Exercise prompt :: Turn the records below into a Markdown table with the columns Number and Entry. Give each line its own numbered row and leave out blank lines.

Provided records ::

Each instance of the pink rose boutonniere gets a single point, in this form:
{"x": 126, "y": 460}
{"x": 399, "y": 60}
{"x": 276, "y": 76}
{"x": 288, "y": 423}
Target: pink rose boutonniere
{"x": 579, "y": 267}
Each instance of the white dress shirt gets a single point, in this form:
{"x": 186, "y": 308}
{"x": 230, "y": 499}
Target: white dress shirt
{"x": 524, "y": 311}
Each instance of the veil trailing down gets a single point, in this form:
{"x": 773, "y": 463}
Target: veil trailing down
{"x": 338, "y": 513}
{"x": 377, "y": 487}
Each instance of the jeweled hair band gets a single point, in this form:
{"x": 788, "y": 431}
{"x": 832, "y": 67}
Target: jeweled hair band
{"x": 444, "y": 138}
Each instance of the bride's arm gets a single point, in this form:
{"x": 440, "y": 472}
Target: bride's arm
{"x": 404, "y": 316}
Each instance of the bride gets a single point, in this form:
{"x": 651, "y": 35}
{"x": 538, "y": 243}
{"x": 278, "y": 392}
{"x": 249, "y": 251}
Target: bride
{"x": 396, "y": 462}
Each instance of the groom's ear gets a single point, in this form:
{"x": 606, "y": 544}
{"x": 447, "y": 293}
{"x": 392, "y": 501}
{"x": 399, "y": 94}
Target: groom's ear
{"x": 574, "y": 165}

Reply to the exercise ::
| Number | Entry |
|---|---|
| 1 | Each instance of the pink rose boutonniere gets a single point, in this form: |
| 2 | {"x": 126, "y": 460} |
| 3 | {"x": 399, "y": 60} |
| 4 | {"x": 276, "y": 76} |
| 5 | {"x": 288, "y": 423} |
| 6 | Target: pink rose boutonniere |
| 7 | {"x": 579, "y": 267} |
| 8 | Each instance of the white dress shirt gets a single point, in this form: |
| 9 | {"x": 186, "y": 308} |
| 10 | {"x": 230, "y": 499} |
| 11 | Target: white dress shirt |
| 12 | {"x": 524, "y": 311} |
| 13 | Each instance of the veil trailing down gets a single point, in this form: |
| 14 | {"x": 773, "y": 463} |
| 15 | Target: veil trailing down |
| 16 | {"x": 338, "y": 513} |
| 17 | {"x": 377, "y": 487} |
| 18 | Each instance of the jeweled hair band gets a single point, in this form: |
| 19 | {"x": 788, "y": 431} |
| 20 | {"x": 832, "y": 67} |
| 21 | Target: jeweled hair band |
| 22 | {"x": 444, "y": 138} |
| 23 | Each instance of the bride's arm gets a single point, in this form: |
| 24 | {"x": 440, "y": 472} |
| 25 | Target: bride's arm |
| 26 | {"x": 404, "y": 316} |
| 27 | Each instance of the bride gets a single point, in this form: |
| 28 | {"x": 651, "y": 35} |
| 29 | {"x": 538, "y": 243} |
| 30 | {"x": 278, "y": 392} |
| 31 | {"x": 249, "y": 251} |
| 32 | Target: bride |
| 33 | {"x": 396, "y": 462} |
| 34 | Each instance of the groom's ear gets a single point, in this form: |
| 35 | {"x": 606, "y": 544} |
| 36 | {"x": 447, "y": 293} |
| 37 | {"x": 392, "y": 501} |
| 38 | {"x": 399, "y": 94} |
| 39 | Target: groom's ear |
| 40 | {"x": 574, "y": 165} |